- _Given task_
Below is a set of entries. Reproduce exactly the lines from the one containing "For the whitewater" through the end, both included.

══ Task data ══

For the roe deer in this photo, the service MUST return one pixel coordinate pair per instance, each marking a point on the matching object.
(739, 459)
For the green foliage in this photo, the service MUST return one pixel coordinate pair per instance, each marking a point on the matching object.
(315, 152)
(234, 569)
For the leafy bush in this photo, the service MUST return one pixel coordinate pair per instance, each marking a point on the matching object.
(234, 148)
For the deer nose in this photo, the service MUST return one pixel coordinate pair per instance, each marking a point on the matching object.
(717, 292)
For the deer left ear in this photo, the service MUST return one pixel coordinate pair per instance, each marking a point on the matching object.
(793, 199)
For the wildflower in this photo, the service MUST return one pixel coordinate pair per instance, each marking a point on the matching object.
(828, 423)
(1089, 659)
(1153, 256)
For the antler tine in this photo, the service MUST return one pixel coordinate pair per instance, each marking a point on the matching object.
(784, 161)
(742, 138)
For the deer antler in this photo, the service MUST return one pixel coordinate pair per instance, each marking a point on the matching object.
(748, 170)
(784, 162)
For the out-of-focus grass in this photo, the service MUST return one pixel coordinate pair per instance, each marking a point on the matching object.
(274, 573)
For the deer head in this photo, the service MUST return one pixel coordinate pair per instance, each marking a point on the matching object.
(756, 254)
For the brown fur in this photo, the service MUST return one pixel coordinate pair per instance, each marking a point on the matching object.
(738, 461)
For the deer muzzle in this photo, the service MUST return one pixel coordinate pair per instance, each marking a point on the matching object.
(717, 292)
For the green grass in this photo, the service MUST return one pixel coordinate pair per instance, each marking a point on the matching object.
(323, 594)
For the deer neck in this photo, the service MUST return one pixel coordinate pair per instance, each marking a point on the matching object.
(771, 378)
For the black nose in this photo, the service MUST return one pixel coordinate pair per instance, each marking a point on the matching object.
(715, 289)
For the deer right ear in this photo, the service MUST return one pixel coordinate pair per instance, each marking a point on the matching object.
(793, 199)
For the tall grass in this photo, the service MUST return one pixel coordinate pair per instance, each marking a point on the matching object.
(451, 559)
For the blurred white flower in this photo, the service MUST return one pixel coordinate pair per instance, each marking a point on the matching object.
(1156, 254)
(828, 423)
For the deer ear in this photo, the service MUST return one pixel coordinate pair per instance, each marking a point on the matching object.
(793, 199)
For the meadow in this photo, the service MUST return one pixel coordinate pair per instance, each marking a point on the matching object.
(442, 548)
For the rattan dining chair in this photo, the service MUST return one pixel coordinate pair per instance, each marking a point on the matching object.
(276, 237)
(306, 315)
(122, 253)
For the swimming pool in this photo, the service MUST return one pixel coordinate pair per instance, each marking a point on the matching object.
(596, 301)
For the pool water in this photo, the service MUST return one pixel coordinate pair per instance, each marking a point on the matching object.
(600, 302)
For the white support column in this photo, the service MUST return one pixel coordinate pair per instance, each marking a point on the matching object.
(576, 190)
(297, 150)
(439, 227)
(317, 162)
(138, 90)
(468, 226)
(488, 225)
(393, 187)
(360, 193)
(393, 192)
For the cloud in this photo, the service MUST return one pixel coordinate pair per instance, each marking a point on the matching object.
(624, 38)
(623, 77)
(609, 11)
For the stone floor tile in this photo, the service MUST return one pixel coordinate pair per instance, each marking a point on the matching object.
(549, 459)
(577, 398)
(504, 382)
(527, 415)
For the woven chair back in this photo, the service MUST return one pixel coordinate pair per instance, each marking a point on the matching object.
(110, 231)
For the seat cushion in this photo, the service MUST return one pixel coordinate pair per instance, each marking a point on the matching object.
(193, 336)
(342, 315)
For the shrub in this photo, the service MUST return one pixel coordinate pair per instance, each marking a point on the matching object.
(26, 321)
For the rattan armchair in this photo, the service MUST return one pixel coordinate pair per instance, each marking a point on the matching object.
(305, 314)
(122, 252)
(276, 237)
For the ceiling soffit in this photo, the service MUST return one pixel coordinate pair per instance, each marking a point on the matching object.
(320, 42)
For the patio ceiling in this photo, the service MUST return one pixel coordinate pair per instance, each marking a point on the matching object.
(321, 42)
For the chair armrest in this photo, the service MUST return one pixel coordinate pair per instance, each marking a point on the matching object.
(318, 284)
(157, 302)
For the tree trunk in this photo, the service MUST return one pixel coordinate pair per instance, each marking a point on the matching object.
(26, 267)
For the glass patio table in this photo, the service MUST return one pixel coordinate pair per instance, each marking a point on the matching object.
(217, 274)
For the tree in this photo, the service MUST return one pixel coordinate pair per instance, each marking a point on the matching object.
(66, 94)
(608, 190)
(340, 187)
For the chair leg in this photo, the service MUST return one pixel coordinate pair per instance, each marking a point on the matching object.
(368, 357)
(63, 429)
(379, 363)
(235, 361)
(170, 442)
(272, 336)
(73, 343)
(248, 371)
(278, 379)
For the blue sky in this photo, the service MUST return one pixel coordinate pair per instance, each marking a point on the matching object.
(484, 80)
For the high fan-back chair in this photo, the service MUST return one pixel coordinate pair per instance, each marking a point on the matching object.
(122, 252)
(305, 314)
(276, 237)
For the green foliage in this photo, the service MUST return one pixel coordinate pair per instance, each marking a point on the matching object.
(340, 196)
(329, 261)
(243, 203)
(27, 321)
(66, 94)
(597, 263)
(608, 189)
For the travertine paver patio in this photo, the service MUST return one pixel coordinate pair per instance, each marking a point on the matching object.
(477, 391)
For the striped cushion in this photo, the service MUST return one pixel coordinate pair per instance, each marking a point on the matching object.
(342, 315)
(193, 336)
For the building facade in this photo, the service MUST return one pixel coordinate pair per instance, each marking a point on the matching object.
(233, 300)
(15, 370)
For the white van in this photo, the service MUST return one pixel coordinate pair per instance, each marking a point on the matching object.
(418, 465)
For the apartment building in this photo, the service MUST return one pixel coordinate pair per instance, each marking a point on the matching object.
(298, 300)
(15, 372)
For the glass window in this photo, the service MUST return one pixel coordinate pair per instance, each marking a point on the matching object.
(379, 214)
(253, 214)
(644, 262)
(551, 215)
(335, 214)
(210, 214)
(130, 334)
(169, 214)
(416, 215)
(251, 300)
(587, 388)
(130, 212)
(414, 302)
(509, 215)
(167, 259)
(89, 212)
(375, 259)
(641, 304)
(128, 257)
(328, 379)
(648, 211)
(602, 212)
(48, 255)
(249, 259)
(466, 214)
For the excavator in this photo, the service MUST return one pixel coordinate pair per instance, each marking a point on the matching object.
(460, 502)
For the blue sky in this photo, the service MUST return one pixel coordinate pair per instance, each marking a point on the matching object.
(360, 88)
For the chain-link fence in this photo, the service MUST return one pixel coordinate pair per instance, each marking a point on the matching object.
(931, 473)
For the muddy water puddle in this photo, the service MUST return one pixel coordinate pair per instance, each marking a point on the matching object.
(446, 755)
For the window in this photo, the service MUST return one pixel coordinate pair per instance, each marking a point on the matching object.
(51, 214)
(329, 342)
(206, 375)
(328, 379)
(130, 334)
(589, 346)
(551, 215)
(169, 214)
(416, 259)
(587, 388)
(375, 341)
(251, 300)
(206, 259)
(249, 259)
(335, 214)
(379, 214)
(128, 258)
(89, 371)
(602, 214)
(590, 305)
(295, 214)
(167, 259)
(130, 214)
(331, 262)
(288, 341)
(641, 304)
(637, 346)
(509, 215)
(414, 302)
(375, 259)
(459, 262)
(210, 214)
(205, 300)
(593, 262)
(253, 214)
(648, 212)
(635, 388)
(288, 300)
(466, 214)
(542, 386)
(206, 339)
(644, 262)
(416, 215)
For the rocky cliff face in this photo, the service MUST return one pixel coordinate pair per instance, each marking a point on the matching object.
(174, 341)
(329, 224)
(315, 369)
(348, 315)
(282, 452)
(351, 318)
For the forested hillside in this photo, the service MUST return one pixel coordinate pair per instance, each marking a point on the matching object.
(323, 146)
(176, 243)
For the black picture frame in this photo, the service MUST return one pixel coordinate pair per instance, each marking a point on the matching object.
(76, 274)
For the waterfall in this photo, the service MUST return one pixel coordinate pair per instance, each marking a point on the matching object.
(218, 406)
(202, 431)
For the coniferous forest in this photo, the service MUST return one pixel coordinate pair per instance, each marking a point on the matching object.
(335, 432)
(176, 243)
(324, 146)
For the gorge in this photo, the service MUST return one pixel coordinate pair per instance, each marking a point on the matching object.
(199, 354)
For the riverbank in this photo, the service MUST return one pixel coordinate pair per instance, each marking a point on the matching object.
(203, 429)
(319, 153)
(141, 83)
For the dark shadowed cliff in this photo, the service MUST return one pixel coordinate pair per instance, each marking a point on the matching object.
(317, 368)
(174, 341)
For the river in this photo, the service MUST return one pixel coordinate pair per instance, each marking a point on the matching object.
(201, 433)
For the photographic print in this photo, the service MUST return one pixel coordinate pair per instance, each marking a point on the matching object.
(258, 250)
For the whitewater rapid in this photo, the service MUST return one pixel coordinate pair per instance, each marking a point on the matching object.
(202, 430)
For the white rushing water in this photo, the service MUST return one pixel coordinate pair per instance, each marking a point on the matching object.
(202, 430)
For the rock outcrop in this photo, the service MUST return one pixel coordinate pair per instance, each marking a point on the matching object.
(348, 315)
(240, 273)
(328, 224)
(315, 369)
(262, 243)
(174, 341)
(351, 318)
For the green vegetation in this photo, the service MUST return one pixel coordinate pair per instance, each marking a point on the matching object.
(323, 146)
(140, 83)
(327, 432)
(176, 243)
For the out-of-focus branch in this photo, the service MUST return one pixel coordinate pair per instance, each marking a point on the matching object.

═══

- _Finished task_
For the whitewater rapid in this photo, the service MUST return one pixel coordinate pair per instance, each marking a point on the matching object.
(202, 430)
For the white rushing water in this photo, the service MUST return one pixel coordinate pair per instance, each marking a point on the matching object.
(202, 430)
For the rock outcrop in this photo, the service MUST return one pixel coordinate pair per instance, each marking a point on the matching object.
(348, 315)
(240, 273)
(328, 224)
(315, 369)
(262, 243)
(174, 341)
(351, 318)
For the green vegetation in this photo, the service MUST return one pixel coordinate pair per instance, each marking a point on the matching object.
(323, 146)
(140, 83)
(327, 432)
(176, 243)
For the out-of-focus branch in this photo, the service MUST return one pixel coordinate pair per instance, each marking a point on the matching object.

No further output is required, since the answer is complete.